→ **Text shown**:

Hi Martin
Do you think his loss oxygenation was due to airway obstruction, poor
ventilation or circulatory hypoperfusion?
My initial impressions are:
Obtunded head injury but reasonable airway and short extrication/transit.
Difficult physical access to patient during 40 minute extrication. NP airway
would be dodgy with maxillary injury - too much danger of associated basal
skull fracture - Guedel is my choice too. Slightly low sats but the good air
entry and tachycardia suggests C rather than A as cause. You established IV
access early (?volume infused - might have been candidate for deliberately
hypotensive resuscitation)(but poor access to patient/quick transit might
have meant no BP available). Was hypothermia an issue?
Other options - delay on scene, Combitube/PTLA for airway control (easier
skill retention), perhaps under Ketamine/Midazolam. Large volume challenge
(risk of blowing off clot and creating major hypovolaemia). Rapid infusion
device or IO access at scene. Warmed fluids.

→ **Dataset entries**:
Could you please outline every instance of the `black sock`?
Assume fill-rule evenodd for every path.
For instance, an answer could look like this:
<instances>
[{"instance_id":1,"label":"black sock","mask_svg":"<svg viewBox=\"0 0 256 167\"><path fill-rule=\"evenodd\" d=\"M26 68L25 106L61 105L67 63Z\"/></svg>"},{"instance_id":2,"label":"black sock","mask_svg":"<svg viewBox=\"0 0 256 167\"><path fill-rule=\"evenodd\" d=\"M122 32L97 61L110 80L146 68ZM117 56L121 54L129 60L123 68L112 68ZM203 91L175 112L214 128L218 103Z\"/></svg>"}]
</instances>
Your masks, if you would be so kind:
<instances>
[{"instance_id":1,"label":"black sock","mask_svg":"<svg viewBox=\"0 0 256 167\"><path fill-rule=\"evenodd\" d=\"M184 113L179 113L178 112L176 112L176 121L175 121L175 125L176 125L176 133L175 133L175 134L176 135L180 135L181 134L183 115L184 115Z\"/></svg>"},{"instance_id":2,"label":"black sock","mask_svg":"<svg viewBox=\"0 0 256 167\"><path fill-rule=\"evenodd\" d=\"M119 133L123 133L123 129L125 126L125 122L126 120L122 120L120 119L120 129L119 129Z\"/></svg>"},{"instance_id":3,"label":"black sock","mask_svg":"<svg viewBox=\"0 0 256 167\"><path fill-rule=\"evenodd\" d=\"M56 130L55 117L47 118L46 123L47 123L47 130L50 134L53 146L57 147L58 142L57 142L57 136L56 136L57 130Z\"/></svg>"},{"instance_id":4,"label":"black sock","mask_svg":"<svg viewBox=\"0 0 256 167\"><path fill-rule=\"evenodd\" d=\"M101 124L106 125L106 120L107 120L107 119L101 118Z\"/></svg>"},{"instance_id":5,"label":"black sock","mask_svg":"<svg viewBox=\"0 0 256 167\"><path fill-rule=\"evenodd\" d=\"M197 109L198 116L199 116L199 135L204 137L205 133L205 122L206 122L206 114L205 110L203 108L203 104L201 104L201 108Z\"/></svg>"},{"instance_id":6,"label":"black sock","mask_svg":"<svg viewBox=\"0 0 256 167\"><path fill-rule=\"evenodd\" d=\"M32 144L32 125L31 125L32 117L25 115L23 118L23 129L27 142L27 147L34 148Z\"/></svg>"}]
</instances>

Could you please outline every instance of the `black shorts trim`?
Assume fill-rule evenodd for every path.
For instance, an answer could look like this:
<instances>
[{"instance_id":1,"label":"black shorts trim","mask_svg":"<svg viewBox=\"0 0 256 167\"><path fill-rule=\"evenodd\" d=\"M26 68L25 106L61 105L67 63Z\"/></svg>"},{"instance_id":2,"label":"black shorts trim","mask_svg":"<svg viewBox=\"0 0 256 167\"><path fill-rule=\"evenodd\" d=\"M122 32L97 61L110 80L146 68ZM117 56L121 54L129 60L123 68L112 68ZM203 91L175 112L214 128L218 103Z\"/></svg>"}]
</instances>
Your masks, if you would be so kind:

→ **What to do**:
1: In the message about the head-injured patient, rewrite the paragraph beginning "Other options" as a short list that keeps its main points.
2: Please pick up the message about the head-injured patient after its last line and continue it.
The items have nothing to do with the message about the head-injured patient.

→ **Answers**:
1:
- Delay on scene
- Combitube/PTLA for airway control (easier skill retention), perhaps under ketamine/midazolam
- Large volume challenge (risk of blowing off clot and creating major hypovolemia)
- Rapid infusion device or IO access at scene
- Warmed fluids

2:
You certainly could and should not have paralysed/intubated him at scene -
not unless you have great access to the patient both sides and behind.
But having said that, I think your team's response was fine. What was the
eventual outcome?
Andrew
PS Would you mind if I use this scenario as the "Complicated Airway" skill
station on the 5-day ICC next week! Send me a pic if you've got one!
-----Original Message-----
From: The list will be of relevance to all trainees including
undergraduates and [mailto:[log in to unmask]] On Behalf Of Martin
Hargreaves
Sent: Sunday, April 22, 2001 9:50 PM
To: [log in to unmask]
Subject: Scenario - Intubation and IV access
30 yr old male driver - head on crash into concrete wall at ?30mph.
Hit face and upper chest on steering wheel causing major bend in steering
wheel and ?maxillary fracture - GCS 7 - trapped with poor access for
40min. IV access and Oxygen in the car and oral airway on release. Rapid
assessment showed bilateral reasonable air entry and no gross skeletal or
abdominal injury, warm pink fingers and a radial pulse of 112.
Transit time to hospital was 5min and my intubation skills are a bit out of
date so I made no attempt to intubate on scene - SaO2 in transit 80-85%.
Hospital alerted of need for trauma team.
At hospital IVI lost when transferring patient to trolley. Now GCS 8 and
trashing about. 30min then spent by trauma team establishing IV access -
arms tried 3-4 times, femorals 2-3 each side, interoseous once, ankle cut
down twice - second successful. During this time SaO2 running at 65 - 75%.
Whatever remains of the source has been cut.